TÂCHE COURTE 1:
Transcrivez fidèlement l'article sur le procès du putsch manqué, en commençant aux mots « A Ouagadougou, deux » et en vous arrêtant après les mots « et 251 blessés. ».
TÂCHE COURTE 2:
Rédigez la suite de l'article sur le procès du putsch manqué, à partir de sa dernière phrase.
::: TEXTE FOURNI :::
A Ouagadougou, deux jours après le putsh manqué du 16 septembre 2015. / JOE PENNEY/REUTERS

« Ce jour-là, j’ai reçu l’ordre du major Eloi Badiel d’arrêter le président de la transition, Michel Kafando. » A la barre, la mine grave, Moussa Nébié, dit « Rambo », le chef présumé du commando qui a perpétré le putsch manqué du 16 septembre 2015, a livré le récit de cette journée cruciale face à la cour du tribunal militaire de Ouagadougou où se poursuit, en cette mi-juillet, le procès des 84 personnes impliquées dans la tentative de coup d’Etat qui avait fait 14 victimes et 251 blessés.

« Toi, tu prends Kafando ; Nion [l’adjudant Jean-Florent Nion], tu t’occupes de Zida. Pas de coups de feu ! », lui aurait ordonné son supérieur. « J’ai démarré mon véhicule en trombe pour la présidence. Ce jour-là, le conseil des ministres se tenait au premier étage. Je suis entré dans la salle et j’ai dit au président : Excellence, nous sommes attaqués dehors, je suis venu vous chercher pour vous mettre en sécurité. Sans hésitation, il m’a suivi et nous sommes partis », détaille ce fidèle de Gilbert Diendéré, le chef du Régiment de sécurité présidentielle (RSP) qui avait pris la tête du coup de force et principal accusé du procès.
::: ENTRÉES FOURNIES :::
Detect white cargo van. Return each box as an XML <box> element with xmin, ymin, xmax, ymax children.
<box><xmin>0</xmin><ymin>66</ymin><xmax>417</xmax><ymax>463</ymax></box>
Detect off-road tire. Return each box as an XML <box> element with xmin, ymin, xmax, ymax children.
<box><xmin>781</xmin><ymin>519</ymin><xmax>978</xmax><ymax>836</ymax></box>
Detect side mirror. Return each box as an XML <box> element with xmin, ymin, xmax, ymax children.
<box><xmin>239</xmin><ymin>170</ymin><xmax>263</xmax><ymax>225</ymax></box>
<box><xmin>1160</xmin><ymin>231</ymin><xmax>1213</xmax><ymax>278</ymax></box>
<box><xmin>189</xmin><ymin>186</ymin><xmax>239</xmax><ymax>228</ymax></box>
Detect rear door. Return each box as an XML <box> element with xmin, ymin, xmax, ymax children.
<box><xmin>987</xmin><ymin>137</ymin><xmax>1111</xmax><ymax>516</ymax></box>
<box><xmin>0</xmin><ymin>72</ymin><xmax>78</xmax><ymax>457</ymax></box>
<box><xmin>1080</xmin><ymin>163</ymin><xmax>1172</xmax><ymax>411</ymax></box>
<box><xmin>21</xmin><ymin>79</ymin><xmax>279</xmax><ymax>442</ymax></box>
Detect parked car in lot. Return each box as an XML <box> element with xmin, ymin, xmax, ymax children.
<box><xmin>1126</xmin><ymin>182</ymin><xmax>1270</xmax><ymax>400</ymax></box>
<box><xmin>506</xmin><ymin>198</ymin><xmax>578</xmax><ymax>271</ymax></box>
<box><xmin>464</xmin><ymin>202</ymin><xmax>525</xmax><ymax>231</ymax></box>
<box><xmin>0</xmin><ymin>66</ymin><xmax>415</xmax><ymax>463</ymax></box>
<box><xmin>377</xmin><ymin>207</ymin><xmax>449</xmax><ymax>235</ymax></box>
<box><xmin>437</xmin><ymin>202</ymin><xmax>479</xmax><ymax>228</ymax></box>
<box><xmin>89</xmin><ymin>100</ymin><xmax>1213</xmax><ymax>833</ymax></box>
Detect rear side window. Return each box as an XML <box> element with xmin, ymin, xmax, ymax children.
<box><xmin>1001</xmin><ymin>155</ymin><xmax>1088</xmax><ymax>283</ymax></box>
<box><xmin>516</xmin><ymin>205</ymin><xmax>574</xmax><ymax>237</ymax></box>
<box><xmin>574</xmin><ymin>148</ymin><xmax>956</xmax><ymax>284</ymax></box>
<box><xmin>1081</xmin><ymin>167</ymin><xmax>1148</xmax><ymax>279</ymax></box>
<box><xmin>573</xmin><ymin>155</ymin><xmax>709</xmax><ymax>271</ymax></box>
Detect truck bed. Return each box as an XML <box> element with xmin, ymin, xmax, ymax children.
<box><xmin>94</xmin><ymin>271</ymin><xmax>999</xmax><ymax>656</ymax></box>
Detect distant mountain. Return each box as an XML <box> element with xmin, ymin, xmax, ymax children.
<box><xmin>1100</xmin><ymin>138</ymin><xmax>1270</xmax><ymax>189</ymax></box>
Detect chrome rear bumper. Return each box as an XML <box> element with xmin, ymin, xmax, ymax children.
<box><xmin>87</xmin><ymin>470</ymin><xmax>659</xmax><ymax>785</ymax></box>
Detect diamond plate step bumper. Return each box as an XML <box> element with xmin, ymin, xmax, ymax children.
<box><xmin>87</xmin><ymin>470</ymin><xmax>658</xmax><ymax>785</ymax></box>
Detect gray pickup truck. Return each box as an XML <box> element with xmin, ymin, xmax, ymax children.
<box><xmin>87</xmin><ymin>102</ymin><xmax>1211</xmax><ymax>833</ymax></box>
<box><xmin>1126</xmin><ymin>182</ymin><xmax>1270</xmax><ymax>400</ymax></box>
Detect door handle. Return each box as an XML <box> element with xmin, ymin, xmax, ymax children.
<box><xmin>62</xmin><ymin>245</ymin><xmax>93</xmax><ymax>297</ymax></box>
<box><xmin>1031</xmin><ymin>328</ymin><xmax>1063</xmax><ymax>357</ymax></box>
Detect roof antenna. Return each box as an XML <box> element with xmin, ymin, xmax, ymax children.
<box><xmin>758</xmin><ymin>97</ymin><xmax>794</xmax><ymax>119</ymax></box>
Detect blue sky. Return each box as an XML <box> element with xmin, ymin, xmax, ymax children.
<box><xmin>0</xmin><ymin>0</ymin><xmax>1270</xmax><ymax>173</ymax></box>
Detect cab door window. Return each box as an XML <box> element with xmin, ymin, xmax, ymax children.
:::
BONNE RÉPONSE 1:
A Ouagadougou, deux jours après le putsh manqué du 16 septembre 2015. / JOE PENNEY/REUTERS

« Ce jour-là, j’ai reçu l’ordre du major Eloi Badiel d’arrêter le président de la transition, Michel Kafando. » A la barre, la mine grave, Moussa Nébié, dit « Rambo », le chef présumé du commando qui a perpétré le putsch manqué du 16 septembre 2015, a livré le récit de cette journée cruciale face à la cour du tribunal militaire de Ouagadougou où se poursuit, en cette mi-juillet, le procès des 84 personnes impliquées dans la tentative de coup d’Etat qui avait fait 14 victimes et 251 blessés.

BONNE RÉPONSE 2:
Moussa Nébié, poursuivi pour cinq chefs d’inculpation, dont celui de « meurtre », « coups et blessures » et « attentat à la sûreté de l’Etat », affirme avoir accompli sa mission avec « un sentiment de peur, de courage et de fierté ».

Les langues se délient

Plus de quatre mois après l’ouverture du procès, tant attendu par les Burkinabés pour faire la lumière sur cette tentative de faire échouer le régime de transition mis en place après la chute de Blaise Compaoré, les langues se délient enfin. « Chef d’orchestre », « messager » ou encore « agent double », peu à peu les rôles des personnages clés se précisent avec le début des interrogatoires, il y a deux semaines.

« J’ai l’impression que tous ceux qui se sont succédé à la barre se sont concertés pour tout déverser sur moi », Eloi Badiel

Au fil des déclarations, un nom revient déjà dans la bouche des différents inculpés : celui d’Eloi Badiel, décrit par les autres sous-officiers comme « le chef d’orchestre » de l’exécution du putsch. « Il était la pièce maîtresse de l’opération et il savait qui devait faire quoi », affirme Rambo. « J’ai l’impression que tous ceux qui se sont succédé à la barre se sont concertés pour tout déverser sur moi », a répliqué l’intéressé. L’adjudant chef major Eloi Badiel reconnaît avoir dirigé l’opération d’arrestation des membres du gouvernement de la transition « sur instruction du général Diendéré ».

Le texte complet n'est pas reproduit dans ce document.